_What to work on_.
Your result should be every line of the records below that contains the word "with".

_Data to process_.
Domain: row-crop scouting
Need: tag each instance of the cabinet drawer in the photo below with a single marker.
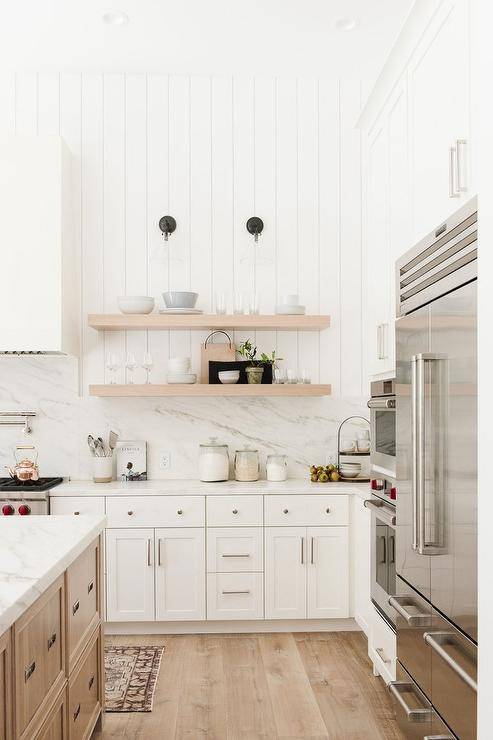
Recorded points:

==

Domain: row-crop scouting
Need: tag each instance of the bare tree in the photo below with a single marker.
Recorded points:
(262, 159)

_Exercise output_.
Need: tag each instance of the cabinet drawer in the photo below with a single marker.
Need: tag each instance of the bare tree in the photo below with a single marker.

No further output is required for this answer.